#### TEXTO PROPORCIONADO

Otra vez la Universidad de Chile ha servido de enlace; otra vez
una mesa redonda sobre la literatura hispanoamericana, nos ha acercado.
He pasado unos días viviendo en La Reina, en ese cuarto que
dominan las telas superrealistas de Violeta Parra, abrumado por
los monstruos que sueña su pincel, por los colores detonantes,
por la ciega explosión de vida subterránea que emerge
de estos cuadros como emerge de la oscura voz de su guitarra. He
compartido con Parra mesas redondas y cuadradas, conversaciones
a solas, mano a mano, largos viajes con gente amiga. En esos pocos
días, tratamos de aclarar los encuentros y desencuentros.

########
#### INFORMACIÓN PROPORCIONADA

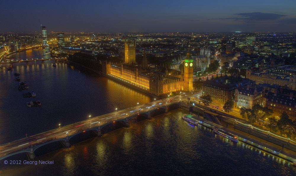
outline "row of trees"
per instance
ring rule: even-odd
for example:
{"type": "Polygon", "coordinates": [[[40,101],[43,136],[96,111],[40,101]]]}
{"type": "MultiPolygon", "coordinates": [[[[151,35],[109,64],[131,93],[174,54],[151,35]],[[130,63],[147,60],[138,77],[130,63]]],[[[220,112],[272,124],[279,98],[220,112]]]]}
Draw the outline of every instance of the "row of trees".
{"type": "MultiPolygon", "coordinates": [[[[212,102],[212,97],[209,95],[202,95],[200,97],[200,99],[201,102],[204,103],[205,106],[210,106],[210,104],[212,102]]],[[[232,110],[234,103],[233,101],[227,100],[224,104],[223,108],[226,112],[229,113],[232,110]]]]}
{"type": "Polygon", "coordinates": [[[258,104],[253,106],[252,109],[243,107],[239,111],[240,115],[245,119],[247,118],[251,123],[260,123],[270,118],[274,113],[272,110],[267,107],[262,107],[258,104]]]}
{"type": "MultiPolygon", "coordinates": [[[[202,95],[200,99],[205,106],[210,106],[212,102],[210,95],[202,95]]],[[[233,101],[227,100],[223,108],[226,112],[229,113],[232,110],[234,105],[233,101]]],[[[272,109],[258,104],[254,105],[252,108],[243,107],[240,110],[242,116],[245,119],[247,118],[250,123],[262,124],[270,131],[279,132],[281,135],[291,139],[296,138],[296,120],[292,121],[286,112],[277,118],[273,116],[273,113],[272,109]]]]}
{"type": "Polygon", "coordinates": [[[262,124],[271,131],[279,132],[281,135],[288,138],[296,138],[296,120],[293,121],[289,119],[286,112],[277,118],[273,116],[273,112],[272,110],[259,104],[255,105],[252,109],[242,107],[240,110],[242,116],[247,118],[251,123],[262,124]]]}
{"type": "Polygon", "coordinates": [[[83,65],[86,67],[102,71],[102,65],[96,60],[94,56],[81,52],[76,52],[74,54],[69,55],[68,60],[69,61],[83,65]]]}
{"type": "Polygon", "coordinates": [[[212,73],[215,72],[220,67],[220,64],[218,60],[214,60],[213,63],[210,64],[209,67],[206,69],[204,74],[212,73]]]}
{"type": "Polygon", "coordinates": [[[247,73],[247,70],[245,68],[241,68],[239,69],[234,67],[230,67],[229,63],[225,62],[223,63],[223,65],[221,68],[221,72],[225,74],[232,75],[235,73],[236,75],[240,75],[245,76],[247,73]]]}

########

Transcribe sin cambios el trozo del texto que empieza con "Otra vez la" y sigue hasta "encuentros y desencuentros.". Las entradas no tienen nada que ver con el texto.

§ RESPUESTA:
Otra vez la Universidad de Chile ha servido de enlace; otra vez
una mesa redonda sobre la literatura hispanoamericana, nos ha acercado.
He pasado unos días viviendo en La Reina, en ese cuarto que
dominan las telas superrealistas de Violeta Parra, abrumado por
los monstruos que sueña su pincel, por los colores detonantes,
por la ciega explosión de vida subterránea que emerge
de estos cuadros como emerge de la oscura voz de su guitarra. He
compartido con Parra mesas redondas y cuadradas, conversaciones
a solas, mano a mano, largos viajes con gente amiga. En esos pocos
días, tratamos de aclarar los encuentros y desencuentros.